◆ **Quoted text**:
┌────────

There is a clear continuum from the events that led up to the demolition of the Babri Masjid in 1992 to the looming darkness that confronts India today. But it’s not what you think.

By Ajai Sahni

1992 was an age of incoherence in India. A succession of weak, fractious, inept, and short-lived governments had pushed the country to the brink of bankruptcy and chaos. A fledgling Congress Party-led coalition under the leadership of Prime Minister P.V. Narasimha Rao was struggling to consolidate its position in Parliament and the administration, and to restore economic stability through a slew of reforms. 

There were raging insurgencies in multiple theaters across India, the worst of these in Punjab, where a total of 3,883 people lost their lives in 1992 to a Sikh separatist movement before it was defeated, abruptly and comprehensively, the following year. In the northern state of Jammu and Kashmir, Islamist separatist terrorism backed by Pakistan resulted in 1,909 fatalities; multiple insurgencies in India’s Northeast saw 492 killed. Another 788 persons were killed in a widening Naxalite (left-wing extremist) rebellion along India’s eastern board, spanning large areas from Andhra Pradesh to Bihar. The combined toll of all such violence was 7,072 fatalities in 1992 (all data from the South Asia Terrorism Portal). 

To the distant observer it might have seemed that much of India was aflame – and possibly ready for “balkanization.”

Outside Jammu and Kashmir, however, there was little evidence of Islamist terrorist mobilization, despite the strident polarizing campaigns of the Sangh Parivar, a complex network – both formal and informal – of political and social institutions linked to the Rashtriya Swayamsevak Sangh (which includes the present ruling Bharatiya Janata Party). The Sangh Parivar demonstrated across the country over the Babri Masjid, a 1529 mosque constructed over Hindu structures in Ayodhya believed by the devout to be the birthplace of the Hindu deity Ram. The dispute had lingered in court for over a century, with a case first filed in 1885. In 1949, when an idol of Lord Ram “mysteriously” appeared in the mosque, the then-Jawaharlal Nehru government locked the mosque, declaring the site a “contested area.”

In 1984, Hindutva groupings led by the Vishwa Hindu Parishad (VHP, the World Hindu Council) formed a committee to build a temple at the site of the Babri Masjid, with BJP leader Lal Krishna Advani chosen to head the campaign. But for the next two years, they floundered, finding little traction among the masses or at the ballot box. In the wake of Prime Minister Indira Gandhi’s assassination, the Congress Party won over 80 percent of the 514 seats in Parliament, with the Bharatiya Janata Party (BJP) reduced to just two at the 1984 elections.

└────────

◆ **Data block**:
┌────────

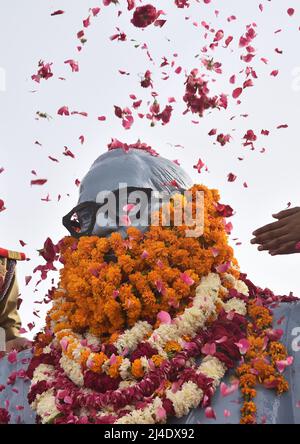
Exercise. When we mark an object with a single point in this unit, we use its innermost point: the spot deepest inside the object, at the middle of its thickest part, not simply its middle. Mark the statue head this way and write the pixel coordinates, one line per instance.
(115, 182)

└────────

◆ **Work to complete**:
1. According to the Babri Masjid article, in what year was the first court case over the mosque site filed?
2. Reproduce the stretch of the Babri Masjid article from "In 1984, Hindutva" through "the 1984 elections.".

◆ **Results of the exercise**:
1. 1885

2.
In 1984, Hindutva groupings led by the Vishwa Hindu Parishad (VHP, the World Hindu Council) formed a committee to build a temple at the site of the Babri Masjid, with BJP leader Lal Krishna Advani chosen to head the campaign. But for the next two years, they floundered, finding little traction among the masses or at the ballot box. In the wake of Prime Minister Indira Gandhi’s assassination, the Congress Party won over 80 percent of the 514 seats in Parliament, with the Bharatiya Janata Party (BJP) reduced to just two at the 1984 elections.